Comment 7 Carlos Alberto Lopez Perez 2020-10-15 18:46:50 PDT
This patch caused me a few headaches.

It broke webkit-patch land for me because I had configured the svn server of the git repository (git-svn) to be http://svn.webkit.org (not https). I did the setup some years ago when https was not an option. So the config I had in ~/subversion is for http://svn.webkit.org and not for https://svn.webkit.org, therefore after this patch SVNRepository.has_authorization_for_realm failed for me causing webkit-patch to exit with a cryptic error:

COMMIT FAILED: 
Traceback (most recent call last):
  File "Tools/Scripts/webkit-patch", line 80, in <module>
    main()
  File "Tools/Scripts/webkit-patch", line 75, in main
    WebKitPatch(os.path.abspath(__file__)).main()
  File "/home/clopez/webkit/webkit/Tools/Scripts/webkitpy/tool/multicommandtool.py", line 305, in main
    result = command.check_arguments_and_execute(options, args, self)
  File "/home/clopez/webkit/webkit/Tools/Scripts/webkitpy/tool/multicommandtool.py", line 123, in check_arguments_and_execute
    return self.execute(options, args, tool) or 0
  File "/home/clopez/webkit/webkit/Tools/Scripts/webkitpy/tool/commands/abstractsequencedcommand.py", line 55, in execute
    self._sequence.run_and_handle_errors(tool, options, state)
  File "/home/clopez/webkit/webkit/Tools/Scripts/webkitpy/tool/commands/stepsequence.py", line 73, in run_and_handle_errors
    self._run(tool, options, state)
  File "/home/clopez/webkit/webkit/Tools/Scripts/webkitpy/tool/commands/stepsequence.py", line 67, in _run
    step(tool, options).run(state)
────────────────────
Required work:
1. Set down, word for word, the part of the bug comment above that begins with the words containing "It broke webkit-patch" and ends with "WebKitPatch(os.path.abspath(__file__)).main()".
2. Translate this sentence from the bug comment into Spanish: "I did the setup some years ago when https was not an option."

Raw records:
────────────────────
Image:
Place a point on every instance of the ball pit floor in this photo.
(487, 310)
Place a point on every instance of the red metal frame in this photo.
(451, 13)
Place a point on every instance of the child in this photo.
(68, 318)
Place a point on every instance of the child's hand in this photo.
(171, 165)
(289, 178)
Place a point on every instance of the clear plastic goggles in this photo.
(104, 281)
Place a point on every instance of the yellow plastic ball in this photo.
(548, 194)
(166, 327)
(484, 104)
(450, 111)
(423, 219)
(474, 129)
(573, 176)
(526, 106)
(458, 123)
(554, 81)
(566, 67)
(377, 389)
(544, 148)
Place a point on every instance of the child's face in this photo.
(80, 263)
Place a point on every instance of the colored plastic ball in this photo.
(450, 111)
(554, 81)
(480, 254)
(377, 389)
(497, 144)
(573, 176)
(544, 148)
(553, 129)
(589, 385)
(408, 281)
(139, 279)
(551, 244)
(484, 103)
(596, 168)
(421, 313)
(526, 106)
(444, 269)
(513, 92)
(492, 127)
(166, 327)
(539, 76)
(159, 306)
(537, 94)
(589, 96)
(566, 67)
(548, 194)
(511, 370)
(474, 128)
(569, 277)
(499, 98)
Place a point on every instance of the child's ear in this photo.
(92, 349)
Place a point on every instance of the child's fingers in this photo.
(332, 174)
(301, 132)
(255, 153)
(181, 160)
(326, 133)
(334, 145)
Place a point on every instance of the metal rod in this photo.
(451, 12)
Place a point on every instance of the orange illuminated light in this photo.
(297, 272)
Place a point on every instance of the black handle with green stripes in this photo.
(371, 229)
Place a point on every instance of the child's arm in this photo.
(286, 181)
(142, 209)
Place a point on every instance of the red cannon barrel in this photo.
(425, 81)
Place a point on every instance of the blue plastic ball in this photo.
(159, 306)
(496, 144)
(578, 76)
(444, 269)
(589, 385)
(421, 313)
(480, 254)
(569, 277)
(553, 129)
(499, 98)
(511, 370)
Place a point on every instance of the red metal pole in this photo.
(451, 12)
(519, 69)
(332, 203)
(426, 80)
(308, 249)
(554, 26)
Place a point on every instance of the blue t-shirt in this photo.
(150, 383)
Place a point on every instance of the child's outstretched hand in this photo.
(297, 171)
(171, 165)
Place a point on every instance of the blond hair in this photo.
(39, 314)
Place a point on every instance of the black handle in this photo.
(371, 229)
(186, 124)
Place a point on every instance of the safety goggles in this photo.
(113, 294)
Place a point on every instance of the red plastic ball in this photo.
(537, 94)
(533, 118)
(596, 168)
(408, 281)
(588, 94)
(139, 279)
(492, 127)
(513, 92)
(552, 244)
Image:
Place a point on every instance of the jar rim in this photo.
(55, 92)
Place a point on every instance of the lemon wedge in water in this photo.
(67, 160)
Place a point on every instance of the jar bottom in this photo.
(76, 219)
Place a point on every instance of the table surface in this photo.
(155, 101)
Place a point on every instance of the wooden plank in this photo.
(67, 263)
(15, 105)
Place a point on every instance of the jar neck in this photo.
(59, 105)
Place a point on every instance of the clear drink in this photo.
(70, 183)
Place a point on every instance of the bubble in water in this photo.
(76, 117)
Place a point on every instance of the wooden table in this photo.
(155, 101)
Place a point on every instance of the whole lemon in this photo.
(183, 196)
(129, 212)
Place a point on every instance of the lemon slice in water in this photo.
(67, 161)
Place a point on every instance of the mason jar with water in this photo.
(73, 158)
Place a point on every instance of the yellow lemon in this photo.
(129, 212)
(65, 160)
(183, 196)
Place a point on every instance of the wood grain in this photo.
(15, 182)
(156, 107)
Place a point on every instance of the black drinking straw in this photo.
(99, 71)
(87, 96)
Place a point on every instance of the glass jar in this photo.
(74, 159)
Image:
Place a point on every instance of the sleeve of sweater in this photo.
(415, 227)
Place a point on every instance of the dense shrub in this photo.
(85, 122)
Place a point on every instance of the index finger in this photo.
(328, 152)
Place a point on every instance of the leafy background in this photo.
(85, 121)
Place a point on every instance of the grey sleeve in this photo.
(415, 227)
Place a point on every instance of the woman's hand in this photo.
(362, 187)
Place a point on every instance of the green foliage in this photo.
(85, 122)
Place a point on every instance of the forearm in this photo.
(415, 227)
────────────────────
Solutions to the problems:
1.
It broke webkit-patch land for me because I had configured the svn server of the git repository (git-svn) to be http://svn.webkit.org (not https). I did the setup some years ago when https was not an option. So the config I had in ~/subversion is for http://svn.webkit.org and not for https://svn.webkit.org, therefore after this patch SVNRepository.has_authorization_for_realm failed for me causing webkit-patch to exit with a cryptic error:

COMMIT FAILED: 
Traceback (most recent call last):
  File "Tools/Scripts/webkit-patch", line 80, in <module>
    main()
  File "Tools/Scripts/webkit-patch", line 75, in main
    WebKitPatch(os.path.abspath(__file__)).main()

2. Hice la configuración hace algunos años, cuando https no era una opción.